▶ **AIM**: Reproduce all the lines exactly as they stand, apart from the pictures.

* START SUPPLIED DATA *

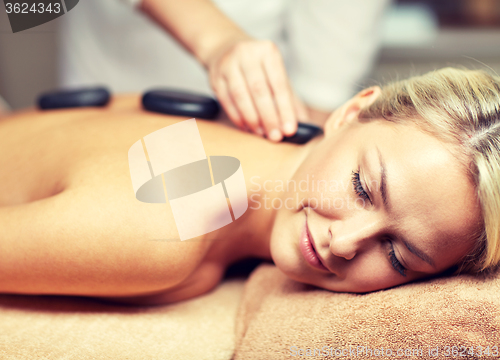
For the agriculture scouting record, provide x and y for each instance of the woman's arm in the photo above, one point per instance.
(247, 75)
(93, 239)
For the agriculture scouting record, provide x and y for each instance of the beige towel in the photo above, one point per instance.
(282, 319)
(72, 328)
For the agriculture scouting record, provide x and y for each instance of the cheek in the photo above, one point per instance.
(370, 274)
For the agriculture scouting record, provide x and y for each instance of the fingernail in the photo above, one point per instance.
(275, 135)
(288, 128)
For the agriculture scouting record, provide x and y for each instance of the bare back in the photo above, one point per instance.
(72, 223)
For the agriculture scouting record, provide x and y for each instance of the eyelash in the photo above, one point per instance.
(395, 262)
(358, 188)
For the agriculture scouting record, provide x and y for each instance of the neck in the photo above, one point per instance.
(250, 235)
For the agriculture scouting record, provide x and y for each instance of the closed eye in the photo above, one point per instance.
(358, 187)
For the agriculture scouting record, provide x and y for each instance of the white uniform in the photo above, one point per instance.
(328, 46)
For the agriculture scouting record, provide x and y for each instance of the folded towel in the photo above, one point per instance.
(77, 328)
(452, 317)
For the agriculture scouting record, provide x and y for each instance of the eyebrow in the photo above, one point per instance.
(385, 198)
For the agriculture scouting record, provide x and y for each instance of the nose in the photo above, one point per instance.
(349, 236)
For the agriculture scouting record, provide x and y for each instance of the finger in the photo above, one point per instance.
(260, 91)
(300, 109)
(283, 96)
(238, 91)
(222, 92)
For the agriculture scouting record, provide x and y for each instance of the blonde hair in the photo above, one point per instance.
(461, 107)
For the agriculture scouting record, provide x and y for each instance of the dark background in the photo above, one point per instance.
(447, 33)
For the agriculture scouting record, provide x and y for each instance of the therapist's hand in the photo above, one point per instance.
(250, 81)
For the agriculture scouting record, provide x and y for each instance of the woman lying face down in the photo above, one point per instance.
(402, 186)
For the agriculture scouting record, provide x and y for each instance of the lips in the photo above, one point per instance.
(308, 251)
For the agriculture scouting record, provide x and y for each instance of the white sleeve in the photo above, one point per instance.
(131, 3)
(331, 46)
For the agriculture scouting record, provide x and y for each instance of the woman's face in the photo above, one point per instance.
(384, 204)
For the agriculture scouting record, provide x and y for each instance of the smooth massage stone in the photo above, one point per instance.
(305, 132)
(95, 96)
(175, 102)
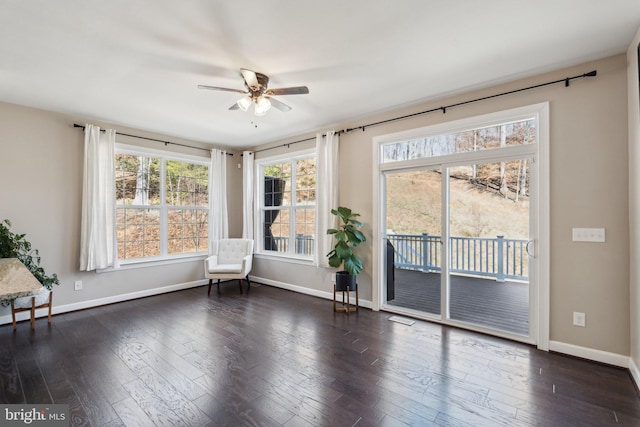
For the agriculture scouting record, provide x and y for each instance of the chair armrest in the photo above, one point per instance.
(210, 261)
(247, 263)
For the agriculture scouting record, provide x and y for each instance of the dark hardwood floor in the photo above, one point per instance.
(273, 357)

* END SUPPLIED DATA *

▶ **ANSWER TO THIS TASK**:
For the agriculture scouting record, provide x and y for each instance of the woman's arm in the photo above, one point per instance.
(247, 75)
(93, 239)
For the agriculture scouting record, provide x and y for each instance of the beige towel in the photo above, one point per instance.
(282, 319)
(72, 328)
For the agriculture scouting record, provide x and y for each instance of the cheek in the photo above, one point per instance.
(370, 274)
For the agriculture scouting record, provide x and y for each instance of the fingernail in the photo above, one point per instance.
(275, 135)
(288, 128)
For the agriculture scouting record, provide x and y for each instance of the bare back in the photo above, one point per instance.
(72, 223)
For the agriculture scouting record, provide x and y for each instance of the eyelash in the photo above, one point per instance.
(395, 262)
(358, 188)
For the agriculture scouting record, provide x and y for each instance of the neck in the photo above, one point per instance.
(250, 235)
For the agriculture scouting record, provide x and y for each instance of the closed eye in the photo above, one point per instance.
(358, 187)
For the agriculture scouting record, provide x and y for each instance of the white uniform in the photo above, one point per instance.
(328, 46)
For the agriculture scouting record, provide x and y for each instance of the folded towel in the photo above, one point per instance.
(77, 328)
(452, 317)
For the agriculture scouting record, provide x and y for each instance of the eyebrow in the photo above, one point per instance.
(385, 198)
For the agriculture scouting record, provide x and y for each instance of the nose in the photo above, one point per instance.
(349, 236)
For the agriculture scouting record, provide x and y for each instance of the finger in the photo above, one point per instance.
(260, 91)
(300, 109)
(283, 96)
(238, 91)
(222, 92)
For the agriculture scouting record, provide x and y for each instance of the blonde hair in the photo above, one point per instance.
(461, 107)
For the agriculture scouting record, provide x and y for each instance of the dark background in the photo above, one point per instance.
(447, 33)
For the agriculture scouting record, provide x and y for each instance of the therapist's hand in the photo above, one point per instance.
(250, 81)
For the agriculture scouting record, provide x and y for each instance of the woman lying face down in the photo above, one point per instance.
(402, 186)
For the agriculture scouting record, provide x and y for each instance of the lips in the photo above, one point per instance.
(308, 251)
For the agriculture scouting record, provide x and y for each instance of the white sleeve in the photo above, one point per instance.
(131, 3)
(331, 46)
For the agriculture scouting record, provide x and y for each instance of the woman's face in the photo above, one point per instance.
(384, 204)
For the agriculture scouting record, provide x and y for each instance of the smooth massage stone in the photo above, one point per instance.
(305, 132)
(95, 96)
(175, 102)
For the agriculture scouting record, provide x and y for each instance of the chair armrest in the photo above, one point per instance.
(210, 261)
(247, 263)
For the agriculture scouting record, provide x and y for each instance of the dark hardwood floor in the photo above, one point per instance.
(273, 357)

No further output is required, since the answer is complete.